EXERCISE MATERIAL —

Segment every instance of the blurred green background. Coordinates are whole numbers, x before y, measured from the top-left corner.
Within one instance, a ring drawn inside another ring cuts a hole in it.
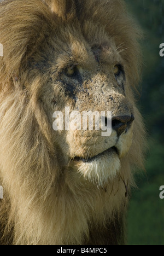
[[[137,174],[128,218],[128,245],[164,245],[164,43],[163,0],[125,0],[144,33],[142,42],[144,66],[139,108],[148,132],[146,173]],[[162,6],[163,2],[163,6]],[[163,18],[162,18],[163,17]]]

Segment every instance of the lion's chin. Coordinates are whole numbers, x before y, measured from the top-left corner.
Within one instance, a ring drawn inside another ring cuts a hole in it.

TASK PROMPT —
Swap "ring" for "loop" throughout the listing, keeping every other line identical, and omit the pictures from your output.

OUTPUT —
Segment every instance of the blurred green background. Coordinates are whole numbers, x before y, measured from the top-left corner.
Within one instance, a loop drawn inside another loop cuts a hole in it.
[[[137,174],[128,218],[128,245],[164,245],[164,43],[163,0],[125,0],[144,33],[142,42],[144,66],[139,108],[148,132],[146,173]],[[162,6],[163,2],[163,6]],[[163,18],[162,18],[163,17]]]

Segment every instance of the lion's chin. Coordinates are whole numbers, x before y, measured from the top-left corner.
Within one instance, a loop drawn inside another loop cuts a hole in it.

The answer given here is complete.